=== Short task ===
Convert the lines from the one containing "TARGET = smiling open mouth" through the last line of the rows, inclusive, into a numbered list, omitting any blank lines.

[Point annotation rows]

_ _ _

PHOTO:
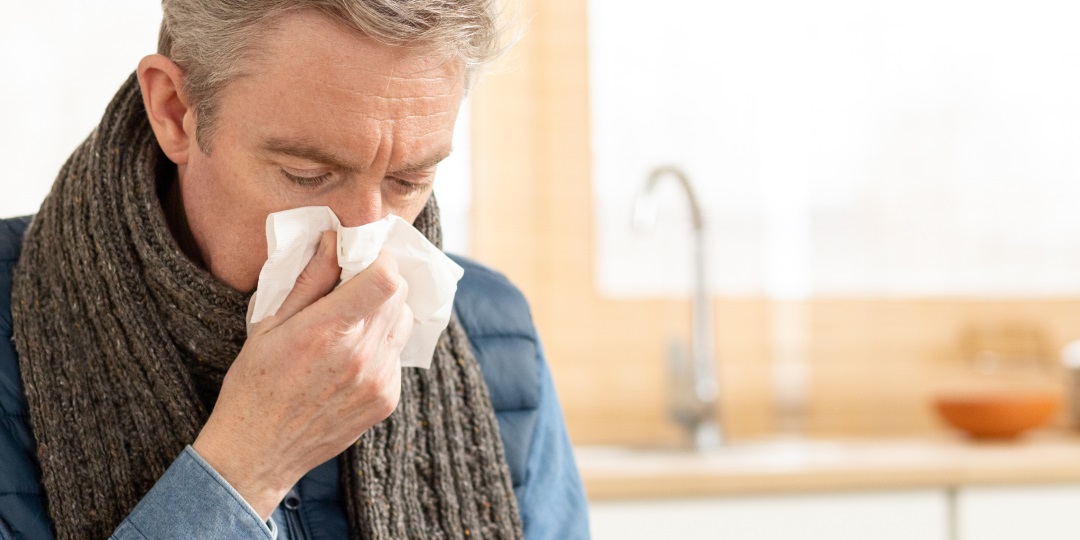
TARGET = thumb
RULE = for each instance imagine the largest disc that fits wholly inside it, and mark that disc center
(316, 280)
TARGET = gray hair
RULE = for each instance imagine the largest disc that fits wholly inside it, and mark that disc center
(208, 39)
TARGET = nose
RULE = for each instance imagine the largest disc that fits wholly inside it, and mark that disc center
(359, 207)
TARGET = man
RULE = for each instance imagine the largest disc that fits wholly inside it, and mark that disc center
(135, 403)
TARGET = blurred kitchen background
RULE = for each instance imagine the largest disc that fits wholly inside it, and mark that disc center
(889, 237)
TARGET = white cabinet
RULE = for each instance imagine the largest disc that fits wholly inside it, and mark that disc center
(1018, 513)
(878, 515)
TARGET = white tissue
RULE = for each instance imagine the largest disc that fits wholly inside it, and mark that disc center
(293, 237)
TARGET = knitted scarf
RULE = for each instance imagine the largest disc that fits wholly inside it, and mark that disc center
(123, 342)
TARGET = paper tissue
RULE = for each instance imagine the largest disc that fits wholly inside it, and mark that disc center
(293, 237)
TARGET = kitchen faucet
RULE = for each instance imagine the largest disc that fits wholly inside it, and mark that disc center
(694, 390)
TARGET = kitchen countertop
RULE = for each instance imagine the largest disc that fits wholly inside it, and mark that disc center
(808, 464)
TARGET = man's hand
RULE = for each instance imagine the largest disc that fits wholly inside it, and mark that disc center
(310, 379)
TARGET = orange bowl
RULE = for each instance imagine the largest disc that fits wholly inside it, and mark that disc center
(998, 415)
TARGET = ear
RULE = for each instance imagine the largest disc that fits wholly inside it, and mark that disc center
(166, 106)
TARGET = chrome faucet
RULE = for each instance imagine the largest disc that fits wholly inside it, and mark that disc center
(694, 389)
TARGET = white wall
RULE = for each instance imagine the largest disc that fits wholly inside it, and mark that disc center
(842, 147)
(62, 61)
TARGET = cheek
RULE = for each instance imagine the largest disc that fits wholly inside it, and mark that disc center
(227, 217)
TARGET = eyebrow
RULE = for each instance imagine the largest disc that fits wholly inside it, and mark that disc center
(307, 151)
(311, 152)
(424, 163)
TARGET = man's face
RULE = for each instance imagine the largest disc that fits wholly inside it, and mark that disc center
(325, 118)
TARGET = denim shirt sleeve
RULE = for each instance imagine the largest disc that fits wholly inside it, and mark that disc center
(553, 502)
(192, 500)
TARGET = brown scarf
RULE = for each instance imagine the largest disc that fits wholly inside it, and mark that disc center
(123, 342)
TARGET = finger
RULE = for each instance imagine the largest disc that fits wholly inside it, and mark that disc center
(401, 331)
(316, 280)
(361, 297)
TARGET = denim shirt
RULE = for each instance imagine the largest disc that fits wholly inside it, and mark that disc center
(191, 500)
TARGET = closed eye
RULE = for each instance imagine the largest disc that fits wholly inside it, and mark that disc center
(406, 188)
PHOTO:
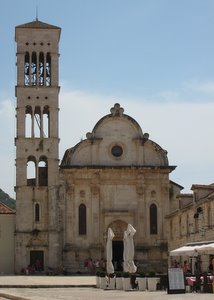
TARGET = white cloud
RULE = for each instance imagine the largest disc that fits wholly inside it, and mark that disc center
(206, 87)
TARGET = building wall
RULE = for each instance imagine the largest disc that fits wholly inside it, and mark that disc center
(7, 243)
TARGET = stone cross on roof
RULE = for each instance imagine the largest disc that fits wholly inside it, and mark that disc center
(117, 111)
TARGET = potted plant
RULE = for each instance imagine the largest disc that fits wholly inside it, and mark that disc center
(103, 280)
(126, 281)
(141, 280)
(152, 281)
(112, 281)
(119, 281)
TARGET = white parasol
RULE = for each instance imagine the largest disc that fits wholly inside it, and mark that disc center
(128, 251)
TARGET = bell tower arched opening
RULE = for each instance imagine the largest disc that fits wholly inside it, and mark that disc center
(118, 228)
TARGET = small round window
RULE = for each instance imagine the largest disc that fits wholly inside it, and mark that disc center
(117, 151)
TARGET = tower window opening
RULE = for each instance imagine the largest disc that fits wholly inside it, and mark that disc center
(43, 171)
(31, 171)
(28, 121)
(37, 122)
(46, 127)
(48, 69)
(153, 219)
(37, 212)
(82, 219)
(27, 69)
(41, 68)
(33, 69)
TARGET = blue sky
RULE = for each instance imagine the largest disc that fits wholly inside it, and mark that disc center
(154, 57)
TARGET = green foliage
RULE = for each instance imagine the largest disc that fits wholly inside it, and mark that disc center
(7, 200)
(151, 274)
(102, 274)
(118, 274)
(126, 274)
(142, 274)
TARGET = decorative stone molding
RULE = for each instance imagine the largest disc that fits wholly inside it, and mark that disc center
(95, 189)
(117, 111)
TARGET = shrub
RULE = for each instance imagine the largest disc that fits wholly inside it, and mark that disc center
(151, 274)
(102, 274)
(142, 274)
(126, 274)
(118, 274)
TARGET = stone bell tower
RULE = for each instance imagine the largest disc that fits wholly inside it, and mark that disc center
(37, 232)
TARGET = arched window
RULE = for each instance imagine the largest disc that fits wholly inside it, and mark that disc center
(31, 171)
(28, 121)
(153, 219)
(209, 217)
(41, 68)
(82, 219)
(33, 69)
(43, 171)
(37, 212)
(27, 69)
(48, 69)
(37, 122)
(46, 132)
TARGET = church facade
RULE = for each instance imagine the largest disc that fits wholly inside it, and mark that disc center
(115, 177)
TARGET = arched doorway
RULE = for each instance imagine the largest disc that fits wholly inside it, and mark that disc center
(118, 228)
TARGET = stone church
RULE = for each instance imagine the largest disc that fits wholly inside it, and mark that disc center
(114, 177)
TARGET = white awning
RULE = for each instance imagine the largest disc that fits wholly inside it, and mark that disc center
(184, 250)
(194, 250)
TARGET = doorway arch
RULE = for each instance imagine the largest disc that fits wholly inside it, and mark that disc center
(118, 227)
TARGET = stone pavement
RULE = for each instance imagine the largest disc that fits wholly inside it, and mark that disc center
(76, 288)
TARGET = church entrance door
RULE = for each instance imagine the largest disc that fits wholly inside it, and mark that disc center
(117, 247)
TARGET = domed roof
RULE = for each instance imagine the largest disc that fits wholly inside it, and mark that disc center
(116, 140)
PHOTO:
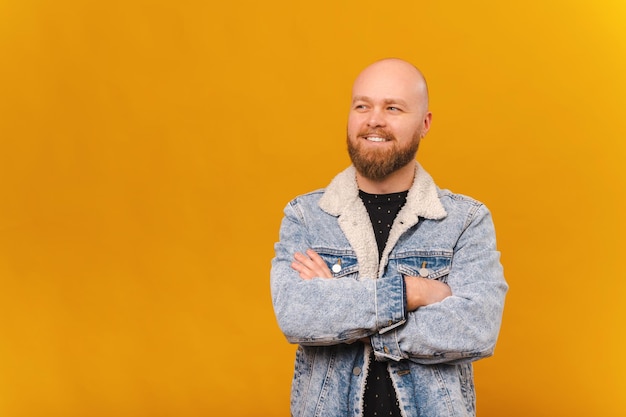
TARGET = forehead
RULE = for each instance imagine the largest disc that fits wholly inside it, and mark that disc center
(388, 83)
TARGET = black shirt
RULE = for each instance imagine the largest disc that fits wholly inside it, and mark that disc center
(380, 397)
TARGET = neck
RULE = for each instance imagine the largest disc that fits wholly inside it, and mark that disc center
(397, 181)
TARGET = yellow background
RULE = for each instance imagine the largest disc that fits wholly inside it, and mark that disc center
(147, 149)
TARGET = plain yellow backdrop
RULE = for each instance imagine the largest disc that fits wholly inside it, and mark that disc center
(147, 149)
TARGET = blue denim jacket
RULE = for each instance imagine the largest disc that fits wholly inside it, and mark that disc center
(429, 351)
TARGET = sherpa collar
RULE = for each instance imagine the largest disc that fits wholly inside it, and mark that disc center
(422, 199)
(341, 199)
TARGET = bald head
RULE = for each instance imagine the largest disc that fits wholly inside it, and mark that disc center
(391, 76)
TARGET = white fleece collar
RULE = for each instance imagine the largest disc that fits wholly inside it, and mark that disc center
(341, 199)
(422, 199)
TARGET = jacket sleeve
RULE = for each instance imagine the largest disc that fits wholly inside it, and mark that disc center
(327, 311)
(463, 327)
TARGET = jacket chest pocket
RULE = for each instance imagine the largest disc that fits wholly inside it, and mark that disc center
(425, 264)
(340, 263)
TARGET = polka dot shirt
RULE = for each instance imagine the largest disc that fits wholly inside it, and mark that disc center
(380, 397)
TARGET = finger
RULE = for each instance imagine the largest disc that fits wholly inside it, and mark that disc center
(305, 273)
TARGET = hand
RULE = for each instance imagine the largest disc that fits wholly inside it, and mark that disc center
(310, 265)
(421, 292)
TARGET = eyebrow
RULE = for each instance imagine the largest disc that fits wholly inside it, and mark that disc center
(385, 101)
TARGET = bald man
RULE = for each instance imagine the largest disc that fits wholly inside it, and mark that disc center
(390, 286)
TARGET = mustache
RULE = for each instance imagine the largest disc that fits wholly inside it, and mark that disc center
(377, 132)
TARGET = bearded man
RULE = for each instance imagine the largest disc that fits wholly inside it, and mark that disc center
(390, 286)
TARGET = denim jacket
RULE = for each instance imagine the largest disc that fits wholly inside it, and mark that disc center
(438, 234)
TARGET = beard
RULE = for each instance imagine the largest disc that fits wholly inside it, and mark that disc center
(377, 164)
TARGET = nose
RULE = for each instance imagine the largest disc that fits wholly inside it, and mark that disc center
(375, 118)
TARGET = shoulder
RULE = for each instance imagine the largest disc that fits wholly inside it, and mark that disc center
(463, 206)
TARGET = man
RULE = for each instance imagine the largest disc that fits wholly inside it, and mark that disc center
(390, 286)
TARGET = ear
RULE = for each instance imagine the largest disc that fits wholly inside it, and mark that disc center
(426, 123)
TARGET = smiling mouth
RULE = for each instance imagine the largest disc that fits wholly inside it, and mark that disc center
(375, 139)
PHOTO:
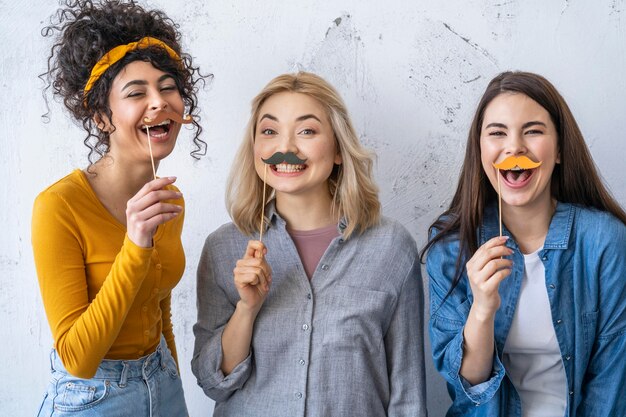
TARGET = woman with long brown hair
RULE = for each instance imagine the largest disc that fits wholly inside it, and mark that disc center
(528, 307)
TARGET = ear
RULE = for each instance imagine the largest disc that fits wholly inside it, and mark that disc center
(338, 158)
(102, 122)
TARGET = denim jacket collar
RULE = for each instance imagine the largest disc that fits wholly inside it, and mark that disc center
(558, 233)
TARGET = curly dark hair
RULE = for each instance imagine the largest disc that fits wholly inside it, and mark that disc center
(84, 32)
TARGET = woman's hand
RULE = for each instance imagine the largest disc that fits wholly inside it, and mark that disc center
(253, 277)
(486, 270)
(147, 209)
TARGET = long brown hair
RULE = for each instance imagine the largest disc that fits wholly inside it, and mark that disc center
(575, 180)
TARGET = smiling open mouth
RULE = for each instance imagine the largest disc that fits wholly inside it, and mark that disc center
(288, 168)
(517, 175)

_ _ _

=== Finished task ===
1. TARGET = smiling open mouth
2. RULE = for each instance imagine the largest disc that fits wholly inside it, and mark that disc center
3. (288, 168)
4. (517, 175)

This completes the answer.